(RECORD SET Opens)

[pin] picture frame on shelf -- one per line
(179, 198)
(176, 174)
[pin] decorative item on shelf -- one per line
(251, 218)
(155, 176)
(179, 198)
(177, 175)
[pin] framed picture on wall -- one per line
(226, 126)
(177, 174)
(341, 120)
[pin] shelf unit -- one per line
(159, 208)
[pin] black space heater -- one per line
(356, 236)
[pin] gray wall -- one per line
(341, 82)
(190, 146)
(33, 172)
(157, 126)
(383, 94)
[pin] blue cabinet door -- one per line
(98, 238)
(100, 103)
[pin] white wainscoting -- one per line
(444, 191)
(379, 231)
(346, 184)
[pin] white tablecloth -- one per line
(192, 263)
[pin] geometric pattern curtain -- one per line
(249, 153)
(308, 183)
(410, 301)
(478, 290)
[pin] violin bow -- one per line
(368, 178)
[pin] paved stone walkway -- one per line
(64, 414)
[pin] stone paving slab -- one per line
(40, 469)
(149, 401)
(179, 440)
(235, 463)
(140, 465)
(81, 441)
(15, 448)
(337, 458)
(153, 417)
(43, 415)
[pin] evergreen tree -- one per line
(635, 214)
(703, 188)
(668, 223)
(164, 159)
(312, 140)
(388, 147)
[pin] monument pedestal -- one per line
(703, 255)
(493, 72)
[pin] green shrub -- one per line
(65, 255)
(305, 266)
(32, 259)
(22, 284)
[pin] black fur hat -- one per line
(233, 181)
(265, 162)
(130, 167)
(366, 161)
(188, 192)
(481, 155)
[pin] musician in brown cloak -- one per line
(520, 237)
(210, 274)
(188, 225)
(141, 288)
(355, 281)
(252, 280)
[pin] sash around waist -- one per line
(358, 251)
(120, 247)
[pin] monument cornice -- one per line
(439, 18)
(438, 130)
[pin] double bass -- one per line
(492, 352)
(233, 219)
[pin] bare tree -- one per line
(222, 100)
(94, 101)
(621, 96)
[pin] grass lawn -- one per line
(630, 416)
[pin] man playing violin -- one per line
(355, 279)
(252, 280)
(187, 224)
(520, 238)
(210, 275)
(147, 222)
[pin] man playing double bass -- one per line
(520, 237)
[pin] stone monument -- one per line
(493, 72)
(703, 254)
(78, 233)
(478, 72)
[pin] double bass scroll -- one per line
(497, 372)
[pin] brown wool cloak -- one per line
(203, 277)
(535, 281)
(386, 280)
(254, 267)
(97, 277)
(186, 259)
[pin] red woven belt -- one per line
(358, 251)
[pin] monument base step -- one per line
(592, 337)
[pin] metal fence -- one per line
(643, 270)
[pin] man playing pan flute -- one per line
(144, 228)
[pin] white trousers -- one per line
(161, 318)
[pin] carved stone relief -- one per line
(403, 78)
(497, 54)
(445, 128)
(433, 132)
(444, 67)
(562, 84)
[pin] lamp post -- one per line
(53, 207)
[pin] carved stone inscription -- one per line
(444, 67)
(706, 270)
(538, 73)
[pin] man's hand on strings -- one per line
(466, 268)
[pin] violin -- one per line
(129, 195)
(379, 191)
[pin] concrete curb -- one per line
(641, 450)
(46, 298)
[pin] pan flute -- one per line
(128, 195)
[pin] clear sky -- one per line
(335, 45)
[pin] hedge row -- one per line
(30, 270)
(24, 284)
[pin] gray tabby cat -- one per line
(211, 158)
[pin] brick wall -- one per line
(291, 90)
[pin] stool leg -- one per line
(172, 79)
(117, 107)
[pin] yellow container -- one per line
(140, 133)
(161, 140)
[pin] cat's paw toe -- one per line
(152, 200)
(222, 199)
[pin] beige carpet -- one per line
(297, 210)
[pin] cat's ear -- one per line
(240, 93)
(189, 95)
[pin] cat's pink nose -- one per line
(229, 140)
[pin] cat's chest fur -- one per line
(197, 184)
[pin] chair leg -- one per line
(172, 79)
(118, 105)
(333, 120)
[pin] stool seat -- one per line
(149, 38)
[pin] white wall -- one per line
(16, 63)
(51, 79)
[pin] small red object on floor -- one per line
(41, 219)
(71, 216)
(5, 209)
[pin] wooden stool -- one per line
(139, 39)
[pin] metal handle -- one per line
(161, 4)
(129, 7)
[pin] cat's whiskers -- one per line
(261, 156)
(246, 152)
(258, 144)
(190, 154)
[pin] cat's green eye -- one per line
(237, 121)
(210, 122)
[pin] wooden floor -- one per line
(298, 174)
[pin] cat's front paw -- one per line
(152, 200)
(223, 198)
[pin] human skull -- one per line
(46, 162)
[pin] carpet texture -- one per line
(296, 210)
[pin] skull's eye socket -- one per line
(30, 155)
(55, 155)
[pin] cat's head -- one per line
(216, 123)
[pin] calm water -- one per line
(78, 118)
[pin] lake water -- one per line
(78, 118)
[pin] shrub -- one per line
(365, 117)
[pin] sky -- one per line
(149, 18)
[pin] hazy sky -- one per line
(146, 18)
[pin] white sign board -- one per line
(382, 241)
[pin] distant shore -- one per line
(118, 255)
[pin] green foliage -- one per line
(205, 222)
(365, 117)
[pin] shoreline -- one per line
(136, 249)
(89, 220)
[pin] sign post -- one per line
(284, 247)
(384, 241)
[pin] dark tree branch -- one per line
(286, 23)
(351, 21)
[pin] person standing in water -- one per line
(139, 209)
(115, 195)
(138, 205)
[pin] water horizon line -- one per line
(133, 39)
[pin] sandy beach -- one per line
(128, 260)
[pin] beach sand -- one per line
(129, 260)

(RECORD SET Closes)

(WORK ORDER)
The entries above must be returned in full, exactly as shown.

(PROBLEM SOLUTION)
[pin] picture frame on shelf -- one per line
(179, 198)
(176, 174)
[pin] decorative item on shelf -- one per line
(251, 218)
(155, 176)
(179, 198)
(177, 175)
[pin] framed picture on wall -- one per line
(226, 126)
(177, 174)
(341, 120)
[pin] shelf unit -- one per line
(159, 208)
[pin] black space heater -- one per line
(356, 236)
[pin] gray wall -- one per line
(341, 82)
(190, 146)
(33, 172)
(157, 126)
(383, 94)
[pin] blue cabinet door -- one per line
(98, 238)
(100, 103)
[pin] white wainscoting -- one per line
(444, 191)
(379, 231)
(346, 184)
[pin] white tablecloth -- one per line
(192, 263)
[pin] geometric pattern curtain -- one per line
(249, 153)
(308, 183)
(410, 301)
(478, 290)
[pin] violin bow -- one per line
(368, 178)
[pin] paved stone walkway -- one per line
(64, 414)
[pin] stone paving slab -- one per line
(40, 469)
(149, 401)
(179, 440)
(235, 463)
(140, 465)
(81, 441)
(15, 448)
(337, 458)
(153, 417)
(43, 415)
[pin] evergreen tree -- one per line
(635, 214)
(703, 188)
(668, 223)
(164, 159)
(312, 140)
(388, 147)
[pin] monument pedestal -- one per line
(703, 255)
(493, 72)
[pin] green shrub -- one per line
(65, 255)
(305, 266)
(32, 259)
(22, 284)
[pin] black fur hat -- one per line
(233, 181)
(265, 162)
(130, 167)
(366, 161)
(188, 192)
(481, 155)
[pin] musician in brown cloak -- one per line
(520, 237)
(210, 274)
(188, 225)
(141, 288)
(355, 281)
(252, 280)
[pin] sash around waist -- one per line
(358, 251)
(120, 247)
[pin] monument cornice -- one per line
(439, 18)
(438, 130)
[pin] double bass -- one per line
(492, 352)
(233, 219)
[pin] bare tree -- one per line
(222, 100)
(94, 101)
(621, 96)
[pin] grass lawn -- one per line
(630, 416)
[pin] man playing violin -- one per line
(355, 279)
(252, 280)
(187, 224)
(520, 238)
(210, 275)
(147, 222)
[pin] man playing double bass -- one per line
(520, 237)
[pin] stone monument -- one per line
(493, 72)
(703, 254)
(78, 233)
(478, 72)
[pin] double bass scroll -- one per line
(497, 372)
[pin] brown wool cloak -- one per line
(203, 277)
(535, 281)
(386, 280)
(254, 267)
(97, 277)
(186, 259)
[pin] red woven belt -- one per line
(358, 251)
[pin] monument base step -- one per line
(592, 337)
[pin] metal fence -- one per line
(643, 270)
[pin] man playing pan flute -- one per line
(144, 228)
[pin] white trousers -- one per line
(161, 318)
[pin] carved stone relief -- one per line
(403, 78)
(497, 54)
(445, 128)
(433, 132)
(444, 67)
(562, 84)
[pin] lamp post -- one per line
(53, 207)
[pin] carved stone inscription -- one per line
(444, 67)
(706, 270)
(538, 73)
[pin] man's hand on strings -- one per line
(466, 268)
[pin] violin -- one per line
(129, 195)
(379, 191)
[pin] concrete curb -- one per line
(641, 450)
(46, 298)
[pin] pan flute -- one per line
(128, 195)
[pin] clear sky -- one per line
(335, 45)
[pin] hedge row -- one per line
(30, 270)
(24, 284)
[pin] gray tabby cat -- one per line
(211, 158)
[pin] brick wall -- one per line
(291, 90)
[pin] stool leg -- one per line
(172, 79)
(117, 107)
[pin] yellow container -- one per line
(140, 133)
(161, 140)
[pin] cat's paw toe -- one per line
(152, 200)
(222, 199)
[pin] beige carpet -- one per line
(297, 210)
[pin] cat's ear -- one per line
(240, 93)
(189, 95)
[pin] cat's pink nose -- one per line
(229, 140)
[pin] cat's chest fur -- one per line
(197, 184)
[pin] chair leg -- one per line
(172, 79)
(118, 105)
(333, 120)
[pin] stool seat -- one per line
(149, 38)
[pin] white wall -- one per line
(16, 63)
(51, 79)
[pin] small red object on floor -- one per line
(41, 219)
(71, 216)
(5, 209)
[pin] wooden stool -- one per line
(139, 39)
[pin] metal handle -- one per line
(161, 4)
(129, 7)
[pin] cat's whiskers -- one per line
(261, 156)
(246, 152)
(258, 144)
(190, 154)
[pin] cat's green eye -- one per line
(237, 121)
(210, 122)
[pin] wooden floor -- one per line
(298, 174)
[pin] cat's front paw -- one per line
(152, 200)
(223, 198)
[pin] human skull -- one per line
(46, 162)
[pin] carpet texture -- one per line
(296, 210)
[pin] skull's eye socket -- one per line
(30, 155)
(55, 155)
[pin] cat's head -- one per line
(216, 123)
[pin] calm water -- one per line
(78, 118)
[pin] lake water -- one per line
(78, 118)
[pin] shrub -- one per line
(365, 117)
[pin] sky -- one per line
(149, 18)
[pin] hazy sky -- one per line
(146, 18)
[pin] white sign board -- one per line
(382, 241)
[pin] distant shore -- one per line
(118, 255)
[pin] green foliage -- one per line
(205, 222)
(365, 117)
[pin] shoreline -- one per line
(136, 249)
(89, 220)
[pin] sign post -- one per line
(284, 247)
(384, 241)
[pin] dark tree branch -- one per line
(286, 23)
(351, 21)
[pin] person standing in water -- one per line
(139, 209)
(115, 195)
(138, 205)
[pin] water horizon line -- one per line
(133, 39)
[pin] sandy beach -- one per line
(128, 260)
[pin] beach sand -- one per line
(129, 260)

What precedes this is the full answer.